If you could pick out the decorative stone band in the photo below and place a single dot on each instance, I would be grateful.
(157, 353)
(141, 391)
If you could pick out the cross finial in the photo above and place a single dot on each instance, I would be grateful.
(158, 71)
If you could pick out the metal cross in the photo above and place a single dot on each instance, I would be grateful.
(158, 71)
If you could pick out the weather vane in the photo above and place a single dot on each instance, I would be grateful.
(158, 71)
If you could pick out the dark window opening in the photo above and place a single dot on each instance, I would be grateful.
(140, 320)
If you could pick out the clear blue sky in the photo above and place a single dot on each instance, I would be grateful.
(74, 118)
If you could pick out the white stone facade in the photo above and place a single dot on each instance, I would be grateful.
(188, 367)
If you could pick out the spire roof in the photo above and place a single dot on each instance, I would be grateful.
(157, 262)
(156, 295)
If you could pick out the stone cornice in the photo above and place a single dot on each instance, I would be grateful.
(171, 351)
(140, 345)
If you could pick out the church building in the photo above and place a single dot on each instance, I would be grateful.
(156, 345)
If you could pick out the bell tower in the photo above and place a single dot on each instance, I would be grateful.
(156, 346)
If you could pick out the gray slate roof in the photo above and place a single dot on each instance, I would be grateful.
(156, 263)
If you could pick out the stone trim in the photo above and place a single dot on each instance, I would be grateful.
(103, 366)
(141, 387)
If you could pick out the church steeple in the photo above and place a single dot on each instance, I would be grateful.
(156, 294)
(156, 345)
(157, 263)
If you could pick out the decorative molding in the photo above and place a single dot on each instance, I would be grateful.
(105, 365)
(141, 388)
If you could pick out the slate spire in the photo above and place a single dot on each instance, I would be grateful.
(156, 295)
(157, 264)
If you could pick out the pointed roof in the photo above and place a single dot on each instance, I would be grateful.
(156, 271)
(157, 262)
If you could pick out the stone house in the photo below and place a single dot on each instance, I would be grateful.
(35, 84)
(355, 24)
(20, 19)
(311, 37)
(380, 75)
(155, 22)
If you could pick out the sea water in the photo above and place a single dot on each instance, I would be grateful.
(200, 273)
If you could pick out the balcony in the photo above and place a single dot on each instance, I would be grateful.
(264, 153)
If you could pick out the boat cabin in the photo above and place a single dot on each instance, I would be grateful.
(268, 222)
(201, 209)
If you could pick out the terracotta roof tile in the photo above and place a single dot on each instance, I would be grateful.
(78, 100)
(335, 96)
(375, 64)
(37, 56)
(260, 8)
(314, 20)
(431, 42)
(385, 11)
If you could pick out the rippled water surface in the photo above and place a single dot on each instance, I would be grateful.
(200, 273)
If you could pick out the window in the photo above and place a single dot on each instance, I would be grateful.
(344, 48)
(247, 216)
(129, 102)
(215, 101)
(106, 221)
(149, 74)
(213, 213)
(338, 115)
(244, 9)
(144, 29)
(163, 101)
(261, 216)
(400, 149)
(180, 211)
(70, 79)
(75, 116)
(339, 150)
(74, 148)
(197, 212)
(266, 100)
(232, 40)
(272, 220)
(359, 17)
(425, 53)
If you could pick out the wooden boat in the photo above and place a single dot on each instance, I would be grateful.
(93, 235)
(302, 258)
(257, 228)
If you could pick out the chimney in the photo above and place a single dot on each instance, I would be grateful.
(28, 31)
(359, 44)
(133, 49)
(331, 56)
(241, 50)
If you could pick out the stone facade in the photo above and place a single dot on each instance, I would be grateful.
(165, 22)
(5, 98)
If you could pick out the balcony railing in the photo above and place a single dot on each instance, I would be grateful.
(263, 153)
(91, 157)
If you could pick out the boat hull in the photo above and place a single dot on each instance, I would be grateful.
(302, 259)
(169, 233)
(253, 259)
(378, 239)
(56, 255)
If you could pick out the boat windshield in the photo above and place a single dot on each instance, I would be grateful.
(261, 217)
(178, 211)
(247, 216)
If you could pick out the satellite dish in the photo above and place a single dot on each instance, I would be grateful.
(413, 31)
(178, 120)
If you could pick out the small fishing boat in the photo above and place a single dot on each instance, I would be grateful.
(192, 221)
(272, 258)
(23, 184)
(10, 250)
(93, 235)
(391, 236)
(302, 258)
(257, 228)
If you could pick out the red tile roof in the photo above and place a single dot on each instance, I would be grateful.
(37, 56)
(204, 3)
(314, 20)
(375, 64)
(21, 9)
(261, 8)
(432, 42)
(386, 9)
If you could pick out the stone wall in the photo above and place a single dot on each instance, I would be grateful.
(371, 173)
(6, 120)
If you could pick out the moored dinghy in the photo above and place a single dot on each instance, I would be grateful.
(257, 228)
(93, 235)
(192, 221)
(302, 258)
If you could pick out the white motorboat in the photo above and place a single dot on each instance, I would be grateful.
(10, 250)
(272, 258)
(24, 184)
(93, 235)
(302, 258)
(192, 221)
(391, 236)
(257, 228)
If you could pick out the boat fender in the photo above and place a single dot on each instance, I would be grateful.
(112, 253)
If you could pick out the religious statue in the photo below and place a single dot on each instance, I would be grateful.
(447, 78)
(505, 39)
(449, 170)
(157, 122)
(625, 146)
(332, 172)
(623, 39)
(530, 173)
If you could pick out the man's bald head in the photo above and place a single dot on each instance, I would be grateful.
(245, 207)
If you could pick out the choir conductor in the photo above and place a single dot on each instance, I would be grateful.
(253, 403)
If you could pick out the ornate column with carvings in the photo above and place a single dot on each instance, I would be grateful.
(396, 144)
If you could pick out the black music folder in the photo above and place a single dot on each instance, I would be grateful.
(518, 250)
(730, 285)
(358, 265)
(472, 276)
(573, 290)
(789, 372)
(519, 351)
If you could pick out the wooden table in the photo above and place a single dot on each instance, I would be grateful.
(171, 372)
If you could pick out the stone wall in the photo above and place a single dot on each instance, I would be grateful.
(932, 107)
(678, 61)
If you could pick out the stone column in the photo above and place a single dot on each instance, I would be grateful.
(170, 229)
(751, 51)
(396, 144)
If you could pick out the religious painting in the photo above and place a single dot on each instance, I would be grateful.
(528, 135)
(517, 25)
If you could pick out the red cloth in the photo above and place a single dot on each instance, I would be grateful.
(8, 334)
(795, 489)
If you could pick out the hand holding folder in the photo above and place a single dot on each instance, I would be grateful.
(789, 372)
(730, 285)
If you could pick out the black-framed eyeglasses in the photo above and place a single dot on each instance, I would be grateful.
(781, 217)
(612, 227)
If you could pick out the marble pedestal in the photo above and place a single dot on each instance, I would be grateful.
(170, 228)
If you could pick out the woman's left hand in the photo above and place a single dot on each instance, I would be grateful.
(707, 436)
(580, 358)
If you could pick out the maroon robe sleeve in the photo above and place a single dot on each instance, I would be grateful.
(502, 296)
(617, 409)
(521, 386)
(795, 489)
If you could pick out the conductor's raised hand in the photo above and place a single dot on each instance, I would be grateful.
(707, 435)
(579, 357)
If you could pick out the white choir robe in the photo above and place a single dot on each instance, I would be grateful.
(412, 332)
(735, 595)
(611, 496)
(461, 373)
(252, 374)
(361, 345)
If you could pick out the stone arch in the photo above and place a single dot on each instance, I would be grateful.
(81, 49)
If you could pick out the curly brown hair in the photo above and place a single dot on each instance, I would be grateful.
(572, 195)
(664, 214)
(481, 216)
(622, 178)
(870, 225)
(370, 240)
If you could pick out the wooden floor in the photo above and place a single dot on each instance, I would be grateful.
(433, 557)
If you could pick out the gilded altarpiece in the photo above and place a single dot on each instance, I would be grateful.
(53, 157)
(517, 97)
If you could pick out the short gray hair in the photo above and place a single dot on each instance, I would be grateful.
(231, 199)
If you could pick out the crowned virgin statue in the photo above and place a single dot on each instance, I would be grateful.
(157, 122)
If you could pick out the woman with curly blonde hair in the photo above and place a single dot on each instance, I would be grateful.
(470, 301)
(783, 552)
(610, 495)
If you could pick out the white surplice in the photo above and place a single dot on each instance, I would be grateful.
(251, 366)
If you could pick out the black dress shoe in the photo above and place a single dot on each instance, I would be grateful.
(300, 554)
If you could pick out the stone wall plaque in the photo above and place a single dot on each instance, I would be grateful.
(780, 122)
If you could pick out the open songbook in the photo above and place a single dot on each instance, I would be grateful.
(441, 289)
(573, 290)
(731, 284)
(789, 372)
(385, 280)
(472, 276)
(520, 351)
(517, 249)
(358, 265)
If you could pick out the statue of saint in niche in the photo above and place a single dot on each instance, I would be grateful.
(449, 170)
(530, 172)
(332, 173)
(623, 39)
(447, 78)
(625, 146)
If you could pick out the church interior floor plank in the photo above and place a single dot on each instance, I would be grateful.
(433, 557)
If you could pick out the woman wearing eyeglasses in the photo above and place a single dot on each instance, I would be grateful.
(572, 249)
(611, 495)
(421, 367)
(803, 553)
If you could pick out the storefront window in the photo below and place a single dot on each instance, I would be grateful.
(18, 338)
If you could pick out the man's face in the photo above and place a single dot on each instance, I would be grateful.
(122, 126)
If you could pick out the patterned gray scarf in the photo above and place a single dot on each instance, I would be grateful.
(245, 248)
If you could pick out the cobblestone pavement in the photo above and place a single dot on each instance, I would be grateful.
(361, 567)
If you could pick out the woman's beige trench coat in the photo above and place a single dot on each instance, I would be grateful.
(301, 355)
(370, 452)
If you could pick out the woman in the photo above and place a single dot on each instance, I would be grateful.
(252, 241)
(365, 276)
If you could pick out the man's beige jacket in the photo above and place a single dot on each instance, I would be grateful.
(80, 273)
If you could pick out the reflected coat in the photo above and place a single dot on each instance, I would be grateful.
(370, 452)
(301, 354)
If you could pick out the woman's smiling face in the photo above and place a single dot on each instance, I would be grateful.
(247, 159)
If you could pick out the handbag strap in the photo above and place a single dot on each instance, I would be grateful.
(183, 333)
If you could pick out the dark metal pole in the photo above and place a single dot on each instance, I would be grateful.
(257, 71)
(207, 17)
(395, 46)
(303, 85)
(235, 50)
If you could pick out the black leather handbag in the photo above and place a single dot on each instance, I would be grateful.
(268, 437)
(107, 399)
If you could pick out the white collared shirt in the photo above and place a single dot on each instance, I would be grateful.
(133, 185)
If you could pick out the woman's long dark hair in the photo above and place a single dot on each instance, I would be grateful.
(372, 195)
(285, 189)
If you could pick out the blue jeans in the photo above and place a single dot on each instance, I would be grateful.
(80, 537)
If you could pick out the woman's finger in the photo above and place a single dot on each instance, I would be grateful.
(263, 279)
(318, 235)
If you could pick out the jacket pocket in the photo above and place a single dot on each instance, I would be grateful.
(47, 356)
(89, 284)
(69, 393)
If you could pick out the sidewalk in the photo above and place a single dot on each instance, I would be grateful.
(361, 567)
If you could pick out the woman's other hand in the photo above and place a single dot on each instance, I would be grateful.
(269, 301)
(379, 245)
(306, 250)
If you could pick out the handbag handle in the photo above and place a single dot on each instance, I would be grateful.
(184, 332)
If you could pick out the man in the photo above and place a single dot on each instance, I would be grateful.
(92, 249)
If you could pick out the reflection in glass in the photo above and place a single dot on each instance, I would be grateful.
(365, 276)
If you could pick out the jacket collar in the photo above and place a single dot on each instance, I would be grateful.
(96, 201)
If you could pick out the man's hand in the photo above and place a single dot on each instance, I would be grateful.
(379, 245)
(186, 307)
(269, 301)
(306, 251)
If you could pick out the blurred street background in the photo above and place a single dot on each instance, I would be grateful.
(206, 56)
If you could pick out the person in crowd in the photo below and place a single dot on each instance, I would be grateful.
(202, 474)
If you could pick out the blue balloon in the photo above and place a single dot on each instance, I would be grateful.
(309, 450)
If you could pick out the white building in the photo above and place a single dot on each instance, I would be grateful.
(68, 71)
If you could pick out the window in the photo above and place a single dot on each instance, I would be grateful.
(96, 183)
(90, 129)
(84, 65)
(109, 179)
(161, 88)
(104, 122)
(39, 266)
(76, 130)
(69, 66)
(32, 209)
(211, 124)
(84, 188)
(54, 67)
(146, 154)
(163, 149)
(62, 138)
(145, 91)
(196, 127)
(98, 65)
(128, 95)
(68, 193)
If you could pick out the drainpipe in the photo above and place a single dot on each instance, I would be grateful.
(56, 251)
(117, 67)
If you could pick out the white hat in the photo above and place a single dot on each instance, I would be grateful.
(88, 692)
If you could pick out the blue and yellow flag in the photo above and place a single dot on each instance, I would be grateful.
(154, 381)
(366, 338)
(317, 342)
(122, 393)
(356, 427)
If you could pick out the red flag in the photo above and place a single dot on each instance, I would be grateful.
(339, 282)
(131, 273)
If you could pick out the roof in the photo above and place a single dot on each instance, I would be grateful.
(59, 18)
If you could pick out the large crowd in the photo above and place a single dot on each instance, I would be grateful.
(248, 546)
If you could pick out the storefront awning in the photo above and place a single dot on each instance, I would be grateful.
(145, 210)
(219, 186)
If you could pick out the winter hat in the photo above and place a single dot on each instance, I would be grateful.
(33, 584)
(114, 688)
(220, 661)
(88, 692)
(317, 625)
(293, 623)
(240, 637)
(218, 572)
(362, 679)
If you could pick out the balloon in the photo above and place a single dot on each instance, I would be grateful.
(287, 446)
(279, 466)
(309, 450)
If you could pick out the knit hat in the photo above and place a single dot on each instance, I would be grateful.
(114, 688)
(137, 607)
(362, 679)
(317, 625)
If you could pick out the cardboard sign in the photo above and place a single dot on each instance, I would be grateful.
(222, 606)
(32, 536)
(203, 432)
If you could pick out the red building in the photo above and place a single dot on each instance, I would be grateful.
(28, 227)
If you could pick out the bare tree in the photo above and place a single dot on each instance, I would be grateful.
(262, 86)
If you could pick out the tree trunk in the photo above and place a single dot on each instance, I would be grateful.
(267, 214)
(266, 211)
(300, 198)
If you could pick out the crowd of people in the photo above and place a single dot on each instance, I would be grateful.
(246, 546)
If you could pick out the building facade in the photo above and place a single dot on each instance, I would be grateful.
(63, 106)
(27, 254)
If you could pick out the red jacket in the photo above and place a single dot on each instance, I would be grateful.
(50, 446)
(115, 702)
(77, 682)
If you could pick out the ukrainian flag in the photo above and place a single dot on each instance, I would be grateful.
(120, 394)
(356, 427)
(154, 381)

************

Required task:
Repeat exactly the lines from the line containing "If you could pick out the red building" through the last line of the records above, including both, and nothing else.

Response to the exercise:
If you could pick out the red building in the photo above and place a single dot on each instance, I would be grateful.
(28, 227)
If you could pick out the bare tree in the photo above and place a single dot on each instance, I would be grateful.
(262, 86)
If you could pick out the tree trunk in the photo above and place a single dot on each instance, I would be grateful.
(267, 214)
(266, 211)
(300, 198)
If you could pick out the crowd of people in the photo above and place a single dot on each instance, I would be grateful.
(246, 546)
If you could pick out the building facade in the photo above and place a single dot on each instance, I would be grateful.
(63, 106)
(27, 254)
If you could pick out the red jacket in the photo above and place a single dot on each instance, I would be grateful.
(50, 446)
(115, 702)
(77, 682)
If you could pick out the ukrainian flag in the photo above and place a single dot on each instance, I would be grateful.
(120, 394)
(356, 427)
(154, 381)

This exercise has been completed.